▶ _What this exercise asks_
**A.** Please reproduce the passage on Schaefer's dichotomy theorem word for word, starting at "Schaefer identifies six" and ending at "of affine formulae.".
**B.** From the records below, pick out each line that contains the word "window".

▶ _Selected passage_
******
= Schaefer's dichotomy theorem =

When a finite set S of relations yields polynomial-time or NP-complete problems

In computational complexity theory, a branch of computer science, Schaefer's dichotomy theorem, proved by Thomas Jerome Schaefer, states necessary and sufficient conditions under which a finite set S of relations over the Boolean domain yields polynomial-time or NP-complete problems when the relations of S are used to constrain some of the propositional variables.
It is called a dichotomy theorem because the complexity of the problem defined by S is either in P or is NP-complete, as opposed to one of the classes of intermediate complexity that is known to exist (assuming P ≠ NP) by Ladner's theorem.

Special cases of Schaefer's dichotomy theorem include the NP-completeness of SAT (the Boolean satisfiability problem) and its two popular variants 1-in-3 SAT and not-all-equal 3SAT (often denoted by NAE-3SAT). In fact, for these two variants of SAT, Schaefer's dichotomy theorem shows that their monotone versions (where negations of variables are not allowed) are also NP-complete.

== Original presentation ==
Schaefer defines a decision problem that he calls the Generalized Satisfiability problem for S (denoted by SAT(S)), where $S = \{R_1,\ldots,R_m\}$ is a finite set of relations over the binary domain $\{0,1\}$. An instance of the problem is an S-formula, i.e. a conjunction of constraints of the form $R_j(x_{i_1}, \dots , x_{i_n})$ where $R_j \in S$ and the $x_{i_j}$ are propositional variables. The problem is to determine whether the given formula is satisfiable, in other words if the variables can be assigned values such that they satisfy all the constraints as given by the relations from S.

Schaefer identifies six classes of sets of Boolean relations for which SAT(S) is in P and proves that all other sets of relations generate an NP-complete problem. A finite set of relations S over the Boolean domain defines a polynomial-time computable satisfiability problem if any one of the following conditions holds:

1. all relations that are not constantly false are true when all its arguments are true;
2. all relations that are not constantly false are true when all its arguments are false;
3. all relations are equivalent to a conjunction of binary clauses;
4. all relations are equivalent to a conjunction of Horn clauses;
5. all relations are equivalent to a conjunction of dual-Horn clauses;
6. all relations are equivalent to a conjunction of affine formulae.

Otherwise, the problem SAT(S) is NP-complete.

== Modern presentation ==
A modern, streamlined presentation of Schaefer's theorem is given in an expository paper by Hubie Chen. In modern terms, the problem SAT(S) is viewed as a constraint satisfaction problem over the Boolean domain. In this area, it is standard to denote the set of relations by Γ and the decision problem defined by Γ as CSP(Γ).
******
▶ _Working data_
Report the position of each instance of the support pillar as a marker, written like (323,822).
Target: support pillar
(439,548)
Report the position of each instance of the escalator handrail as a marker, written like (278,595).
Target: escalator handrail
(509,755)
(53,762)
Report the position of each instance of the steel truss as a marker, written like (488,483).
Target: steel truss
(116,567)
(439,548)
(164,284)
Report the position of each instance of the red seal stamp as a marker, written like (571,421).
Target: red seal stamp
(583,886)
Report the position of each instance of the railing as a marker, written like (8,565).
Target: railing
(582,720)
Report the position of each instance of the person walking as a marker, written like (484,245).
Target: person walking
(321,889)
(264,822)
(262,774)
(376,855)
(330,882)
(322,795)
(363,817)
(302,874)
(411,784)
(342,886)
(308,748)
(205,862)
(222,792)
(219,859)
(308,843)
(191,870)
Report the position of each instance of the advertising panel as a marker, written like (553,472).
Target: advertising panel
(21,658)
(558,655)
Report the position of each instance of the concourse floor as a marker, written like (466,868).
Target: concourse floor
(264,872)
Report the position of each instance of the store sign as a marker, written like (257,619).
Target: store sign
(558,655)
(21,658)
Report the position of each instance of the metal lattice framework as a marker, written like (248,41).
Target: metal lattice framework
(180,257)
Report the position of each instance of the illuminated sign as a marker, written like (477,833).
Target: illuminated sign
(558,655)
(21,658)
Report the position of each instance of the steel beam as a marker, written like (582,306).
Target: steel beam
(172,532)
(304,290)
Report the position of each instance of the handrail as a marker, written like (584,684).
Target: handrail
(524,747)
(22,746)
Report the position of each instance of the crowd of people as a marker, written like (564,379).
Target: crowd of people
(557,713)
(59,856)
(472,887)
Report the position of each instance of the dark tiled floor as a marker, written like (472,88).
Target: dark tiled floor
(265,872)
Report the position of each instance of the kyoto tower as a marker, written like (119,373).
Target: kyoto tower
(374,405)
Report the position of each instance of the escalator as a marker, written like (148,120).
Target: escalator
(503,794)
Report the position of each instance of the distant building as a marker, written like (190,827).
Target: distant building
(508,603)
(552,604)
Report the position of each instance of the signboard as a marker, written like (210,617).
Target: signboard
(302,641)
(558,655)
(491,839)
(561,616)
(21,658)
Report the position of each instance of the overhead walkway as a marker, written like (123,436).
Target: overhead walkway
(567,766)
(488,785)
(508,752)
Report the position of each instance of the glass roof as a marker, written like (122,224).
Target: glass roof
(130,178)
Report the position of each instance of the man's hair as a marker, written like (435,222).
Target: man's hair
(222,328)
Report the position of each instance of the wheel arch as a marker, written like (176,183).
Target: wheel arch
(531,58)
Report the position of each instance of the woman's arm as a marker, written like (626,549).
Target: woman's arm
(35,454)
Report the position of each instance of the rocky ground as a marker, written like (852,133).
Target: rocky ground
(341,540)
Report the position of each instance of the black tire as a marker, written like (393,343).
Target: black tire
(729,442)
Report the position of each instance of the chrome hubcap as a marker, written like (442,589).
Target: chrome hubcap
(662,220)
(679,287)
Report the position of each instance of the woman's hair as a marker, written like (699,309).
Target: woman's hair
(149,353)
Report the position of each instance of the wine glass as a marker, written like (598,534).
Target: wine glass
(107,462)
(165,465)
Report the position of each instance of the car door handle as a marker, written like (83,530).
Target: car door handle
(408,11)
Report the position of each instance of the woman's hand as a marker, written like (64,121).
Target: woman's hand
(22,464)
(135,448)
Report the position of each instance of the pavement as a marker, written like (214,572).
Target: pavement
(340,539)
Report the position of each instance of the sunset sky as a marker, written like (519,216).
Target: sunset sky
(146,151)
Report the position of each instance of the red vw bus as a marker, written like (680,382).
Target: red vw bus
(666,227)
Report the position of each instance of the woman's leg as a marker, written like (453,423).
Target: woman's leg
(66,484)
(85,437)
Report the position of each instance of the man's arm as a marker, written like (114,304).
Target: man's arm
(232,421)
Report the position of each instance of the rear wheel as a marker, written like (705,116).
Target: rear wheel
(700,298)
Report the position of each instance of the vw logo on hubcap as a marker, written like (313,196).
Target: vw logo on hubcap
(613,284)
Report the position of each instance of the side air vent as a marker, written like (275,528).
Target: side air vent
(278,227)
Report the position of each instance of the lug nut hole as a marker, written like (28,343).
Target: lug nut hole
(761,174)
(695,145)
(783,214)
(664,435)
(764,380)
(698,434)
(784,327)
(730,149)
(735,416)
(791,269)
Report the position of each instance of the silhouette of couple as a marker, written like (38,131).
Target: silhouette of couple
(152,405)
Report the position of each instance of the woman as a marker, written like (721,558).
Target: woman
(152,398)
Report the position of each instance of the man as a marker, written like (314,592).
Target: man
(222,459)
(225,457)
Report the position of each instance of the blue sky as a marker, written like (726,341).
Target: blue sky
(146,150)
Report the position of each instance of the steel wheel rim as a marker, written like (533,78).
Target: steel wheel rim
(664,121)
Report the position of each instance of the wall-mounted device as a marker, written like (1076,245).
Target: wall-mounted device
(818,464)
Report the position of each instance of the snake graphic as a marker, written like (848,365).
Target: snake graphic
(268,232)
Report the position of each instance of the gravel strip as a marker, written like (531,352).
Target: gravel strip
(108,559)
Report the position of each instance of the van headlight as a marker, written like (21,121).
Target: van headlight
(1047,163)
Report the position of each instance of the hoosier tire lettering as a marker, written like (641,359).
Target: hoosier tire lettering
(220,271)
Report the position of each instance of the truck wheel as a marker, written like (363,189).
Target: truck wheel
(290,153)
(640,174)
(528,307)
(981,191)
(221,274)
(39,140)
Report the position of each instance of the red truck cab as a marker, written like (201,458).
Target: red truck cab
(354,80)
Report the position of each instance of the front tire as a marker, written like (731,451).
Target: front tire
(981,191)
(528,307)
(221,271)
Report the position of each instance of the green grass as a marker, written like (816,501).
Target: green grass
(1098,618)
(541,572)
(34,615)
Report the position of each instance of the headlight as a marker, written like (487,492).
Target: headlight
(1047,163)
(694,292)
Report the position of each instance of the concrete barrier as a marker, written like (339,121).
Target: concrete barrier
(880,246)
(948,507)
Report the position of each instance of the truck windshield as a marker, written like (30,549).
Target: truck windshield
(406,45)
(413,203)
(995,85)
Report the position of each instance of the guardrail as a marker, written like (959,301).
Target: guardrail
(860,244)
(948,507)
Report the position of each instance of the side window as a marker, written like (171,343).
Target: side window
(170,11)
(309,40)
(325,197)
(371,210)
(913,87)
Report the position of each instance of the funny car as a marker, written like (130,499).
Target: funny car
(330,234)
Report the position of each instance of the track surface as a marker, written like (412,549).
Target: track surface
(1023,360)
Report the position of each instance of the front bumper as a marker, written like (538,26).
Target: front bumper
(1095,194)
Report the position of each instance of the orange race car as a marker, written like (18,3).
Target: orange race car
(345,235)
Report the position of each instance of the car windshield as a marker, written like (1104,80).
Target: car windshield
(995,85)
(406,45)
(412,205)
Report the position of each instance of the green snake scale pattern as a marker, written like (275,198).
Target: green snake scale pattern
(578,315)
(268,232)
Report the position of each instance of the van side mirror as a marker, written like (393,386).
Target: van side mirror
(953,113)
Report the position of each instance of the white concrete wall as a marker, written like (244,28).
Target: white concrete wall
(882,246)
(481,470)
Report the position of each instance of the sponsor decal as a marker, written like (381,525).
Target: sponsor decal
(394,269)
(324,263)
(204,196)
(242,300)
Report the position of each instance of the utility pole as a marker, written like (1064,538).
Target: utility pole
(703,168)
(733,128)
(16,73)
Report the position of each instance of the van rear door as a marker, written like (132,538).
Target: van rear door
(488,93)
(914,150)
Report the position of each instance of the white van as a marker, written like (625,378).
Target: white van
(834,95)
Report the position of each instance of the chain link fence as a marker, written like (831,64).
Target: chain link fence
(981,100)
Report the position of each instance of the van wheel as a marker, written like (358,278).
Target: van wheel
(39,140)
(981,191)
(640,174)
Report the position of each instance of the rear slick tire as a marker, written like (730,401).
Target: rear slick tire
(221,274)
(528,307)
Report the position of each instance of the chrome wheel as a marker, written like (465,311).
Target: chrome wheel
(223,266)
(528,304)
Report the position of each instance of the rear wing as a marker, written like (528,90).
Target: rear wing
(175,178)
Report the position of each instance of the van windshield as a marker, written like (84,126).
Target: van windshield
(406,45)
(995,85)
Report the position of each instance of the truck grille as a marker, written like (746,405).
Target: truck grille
******
▶ _Solved tasks_
**A.**
Schaefer identifies six classes of sets of Boolean relations for which SAT(S) is in P and proves that all other sets of relations generate an NP-complete problem. A finite set of relations S over the Boolean domain defines a polynomial-time computable satisfiability problem if any one of the following conditions holds:

1. all relations that are not constantly false are true when all its arguments are true;
2. all relations that are not constantly false are true when all its arguments are false;
3. all relations are equivalent to a conjunction of binary clauses;
4. all relations are equivalent to a conjunction of Horn clauses;
5. all relations are equivalent to a conjunction of dual-Horn clauses;
6. all relations are equivalent to a conjunction of affine formulae.

**B.**
Report the position of each instance of the side window as a marker, written like (171,343).
Target: side window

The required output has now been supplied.